Entries from a point annotation set:
++++++++++

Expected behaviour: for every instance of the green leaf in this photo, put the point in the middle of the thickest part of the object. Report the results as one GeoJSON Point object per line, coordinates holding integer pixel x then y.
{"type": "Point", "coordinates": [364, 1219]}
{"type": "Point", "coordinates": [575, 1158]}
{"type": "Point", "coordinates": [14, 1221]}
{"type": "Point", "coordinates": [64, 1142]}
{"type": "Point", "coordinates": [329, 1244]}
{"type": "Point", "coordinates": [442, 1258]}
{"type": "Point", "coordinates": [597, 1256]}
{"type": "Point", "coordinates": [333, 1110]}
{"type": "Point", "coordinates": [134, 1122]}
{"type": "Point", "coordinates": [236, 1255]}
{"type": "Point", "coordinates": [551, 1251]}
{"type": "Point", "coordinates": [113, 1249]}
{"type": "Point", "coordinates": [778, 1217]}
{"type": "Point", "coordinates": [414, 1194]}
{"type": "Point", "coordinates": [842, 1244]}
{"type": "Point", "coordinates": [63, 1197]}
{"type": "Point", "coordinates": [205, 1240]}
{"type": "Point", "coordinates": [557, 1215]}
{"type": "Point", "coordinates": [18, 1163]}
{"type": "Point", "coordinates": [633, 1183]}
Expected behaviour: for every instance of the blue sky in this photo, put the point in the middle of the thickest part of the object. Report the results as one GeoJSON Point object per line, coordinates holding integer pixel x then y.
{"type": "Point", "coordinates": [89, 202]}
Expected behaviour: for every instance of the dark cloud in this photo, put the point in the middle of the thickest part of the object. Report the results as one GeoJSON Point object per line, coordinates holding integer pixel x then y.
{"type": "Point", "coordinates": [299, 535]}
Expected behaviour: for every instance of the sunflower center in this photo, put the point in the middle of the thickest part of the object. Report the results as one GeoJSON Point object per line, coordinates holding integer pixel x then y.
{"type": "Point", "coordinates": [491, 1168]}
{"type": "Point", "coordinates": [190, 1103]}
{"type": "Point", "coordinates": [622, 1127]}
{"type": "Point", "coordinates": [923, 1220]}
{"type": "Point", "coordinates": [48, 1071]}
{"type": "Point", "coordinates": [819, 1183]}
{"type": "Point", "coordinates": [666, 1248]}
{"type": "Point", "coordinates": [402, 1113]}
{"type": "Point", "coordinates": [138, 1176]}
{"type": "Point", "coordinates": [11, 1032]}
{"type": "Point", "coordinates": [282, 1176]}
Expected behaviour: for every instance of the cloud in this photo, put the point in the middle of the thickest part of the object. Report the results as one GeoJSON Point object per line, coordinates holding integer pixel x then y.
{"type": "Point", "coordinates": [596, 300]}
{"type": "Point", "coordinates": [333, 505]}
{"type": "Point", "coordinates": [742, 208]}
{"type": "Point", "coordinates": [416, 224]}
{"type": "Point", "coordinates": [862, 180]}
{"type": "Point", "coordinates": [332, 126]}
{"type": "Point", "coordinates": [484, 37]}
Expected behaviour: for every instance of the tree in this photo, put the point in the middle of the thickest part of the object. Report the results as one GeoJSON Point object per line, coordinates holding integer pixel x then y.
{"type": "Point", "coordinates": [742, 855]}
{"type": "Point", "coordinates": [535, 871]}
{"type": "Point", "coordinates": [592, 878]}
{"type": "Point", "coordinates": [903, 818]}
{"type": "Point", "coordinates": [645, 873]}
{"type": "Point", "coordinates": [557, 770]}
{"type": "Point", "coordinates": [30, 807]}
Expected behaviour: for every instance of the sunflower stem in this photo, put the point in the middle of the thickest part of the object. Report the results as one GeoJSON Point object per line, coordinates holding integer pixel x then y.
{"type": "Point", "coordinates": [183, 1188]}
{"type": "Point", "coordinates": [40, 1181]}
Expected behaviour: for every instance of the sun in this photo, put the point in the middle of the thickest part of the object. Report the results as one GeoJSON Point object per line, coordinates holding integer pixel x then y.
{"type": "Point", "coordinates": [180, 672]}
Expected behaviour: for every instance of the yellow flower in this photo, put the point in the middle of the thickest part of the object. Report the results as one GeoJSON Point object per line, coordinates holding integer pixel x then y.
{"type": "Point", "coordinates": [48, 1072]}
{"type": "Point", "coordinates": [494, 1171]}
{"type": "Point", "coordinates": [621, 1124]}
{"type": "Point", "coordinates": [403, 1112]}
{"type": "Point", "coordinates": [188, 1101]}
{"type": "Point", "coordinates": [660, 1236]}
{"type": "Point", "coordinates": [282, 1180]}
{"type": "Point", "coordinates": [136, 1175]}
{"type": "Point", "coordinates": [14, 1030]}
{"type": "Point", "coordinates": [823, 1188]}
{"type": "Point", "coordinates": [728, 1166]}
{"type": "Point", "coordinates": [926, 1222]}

++++++++++

# Brief
Convert every line of the records above into a Markdown table with the columns "Number" and "Line", numbering the rows in order and leaving out any blank lines.

# Finished answer
| Number | Line |
|---|---|
| 1 | Expected behaviour: for every instance of the green leaf in this photo, put the point in the middle of the thickest part of the object. Report the results as one GeoJSON Point object per line, coordinates holding integer pixel x then y. |
| 2 | {"type": "Point", "coordinates": [364, 1219]} |
| 3 | {"type": "Point", "coordinates": [575, 1158]} |
| 4 | {"type": "Point", "coordinates": [14, 1221]} |
| 5 | {"type": "Point", "coordinates": [64, 1142]} |
| 6 | {"type": "Point", "coordinates": [329, 1244]} |
| 7 | {"type": "Point", "coordinates": [442, 1258]} |
| 8 | {"type": "Point", "coordinates": [597, 1256]} |
| 9 | {"type": "Point", "coordinates": [333, 1110]} |
| 10 | {"type": "Point", "coordinates": [134, 1122]} |
| 11 | {"type": "Point", "coordinates": [236, 1255]} |
| 12 | {"type": "Point", "coordinates": [551, 1251]} |
| 13 | {"type": "Point", "coordinates": [113, 1249]} |
| 14 | {"type": "Point", "coordinates": [778, 1217]} |
| 15 | {"type": "Point", "coordinates": [414, 1194]} |
| 16 | {"type": "Point", "coordinates": [842, 1244]} |
| 17 | {"type": "Point", "coordinates": [63, 1197]} |
| 18 | {"type": "Point", "coordinates": [205, 1240]} |
| 19 | {"type": "Point", "coordinates": [557, 1215]} |
| 20 | {"type": "Point", "coordinates": [18, 1163]} |
| 21 | {"type": "Point", "coordinates": [633, 1183]} |
| 22 | Expected behaviour: for every instance of the blue sky in this photo, put the point in the middle of the thickest part of the object. Report the results as one GeoJSON Point object per line, coordinates holding integer pixel x then y. |
| 23 | {"type": "Point", "coordinates": [89, 202]} |
| 24 | Expected behaviour: for every instance of the dark cloud in this photo, put the point in the middle of the thickest part of the object. Report the results as one GeoJSON Point object per line, coordinates holding integer pixel x then y. |
| 25 | {"type": "Point", "coordinates": [299, 535]} |
| 26 | Expected behaviour: for every instance of the sunflower center in this photo, put the point in the middle of the thickest part of the object. Report the results as one GeoJSON Point object per line, coordinates holding integer pixel x then y. |
| 27 | {"type": "Point", "coordinates": [491, 1168]} |
| 28 | {"type": "Point", "coordinates": [190, 1103]} |
| 29 | {"type": "Point", "coordinates": [622, 1127]} |
| 30 | {"type": "Point", "coordinates": [923, 1220]} |
| 31 | {"type": "Point", "coordinates": [48, 1071]} |
| 32 | {"type": "Point", "coordinates": [819, 1183]} |
| 33 | {"type": "Point", "coordinates": [666, 1248]} |
| 34 | {"type": "Point", "coordinates": [402, 1113]} |
| 35 | {"type": "Point", "coordinates": [138, 1176]} |
| 36 | {"type": "Point", "coordinates": [11, 1032]} |
| 37 | {"type": "Point", "coordinates": [282, 1176]} |
| 38 | Expected behaviour: for every instance of the cloud in this photo, put the point in the middle of the thickest part of the object. Report the results as one GeoJSON Point object per line, coordinates holding integer pixel x then y. |
| 39 | {"type": "Point", "coordinates": [596, 300]} |
| 40 | {"type": "Point", "coordinates": [333, 505]} |
| 41 | {"type": "Point", "coordinates": [742, 208]} |
| 42 | {"type": "Point", "coordinates": [416, 224]} |
| 43 | {"type": "Point", "coordinates": [862, 180]} |
| 44 | {"type": "Point", "coordinates": [332, 126]} |
| 45 | {"type": "Point", "coordinates": [484, 37]} |
| 46 | Expected behaviour: for every instance of the tree in this photo, put the point in the middle of the thickest part of the object. Report the results as one GeoJSON Point object per line, coordinates holding integer pixel x then y. |
| 47 | {"type": "Point", "coordinates": [742, 855]} |
| 48 | {"type": "Point", "coordinates": [535, 871]} |
| 49 | {"type": "Point", "coordinates": [592, 878]} |
| 50 | {"type": "Point", "coordinates": [903, 818]} |
| 51 | {"type": "Point", "coordinates": [645, 873]} |
| 52 | {"type": "Point", "coordinates": [557, 770]} |
| 53 | {"type": "Point", "coordinates": [30, 807]} |
| 54 | Expected behaviour: for every instance of the sunflower stem in this photo, put the point in the middle of the thickest part of the object. Report the results as one GeoJSON Point object per line, coordinates holding integer pixel x then y. |
| 55 | {"type": "Point", "coordinates": [183, 1188]} |
| 56 | {"type": "Point", "coordinates": [40, 1181]} |
| 57 | Expected behaviour: for every instance of the sun in this photo, put the point in the middle of the thickest part of the object. Report the results as one GeoJSON Point object per line, coordinates holding integer pixel x then y. |
| 58 | {"type": "Point", "coordinates": [180, 672]} |
| 59 | Expected behaviour: for every instance of the yellow flower in this photo, put the point in the middle of the thickest part of the object. Report the results as one GeoJSON Point object per line, coordinates holding integer pixel x then y. |
| 60 | {"type": "Point", "coordinates": [48, 1072]} |
| 61 | {"type": "Point", "coordinates": [494, 1171]} |
| 62 | {"type": "Point", "coordinates": [621, 1124]} |
| 63 | {"type": "Point", "coordinates": [403, 1112]} |
| 64 | {"type": "Point", "coordinates": [188, 1101]} |
| 65 | {"type": "Point", "coordinates": [660, 1236]} |
| 66 | {"type": "Point", "coordinates": [282, 1180]} |
| 67 | {"type": "Point", "coordinates": [136, 1175]} |
| 68 | {"type": "Point", "coordinates": [14, 1030]} |
| 69 | {"type": "Point", "coordinates": [823, 1188]} |
| 70 | {"type": "Point", "coordinates": [728, 1166]} |
| 71 | {"type": "Point", "coordinates": [926, 1222]} |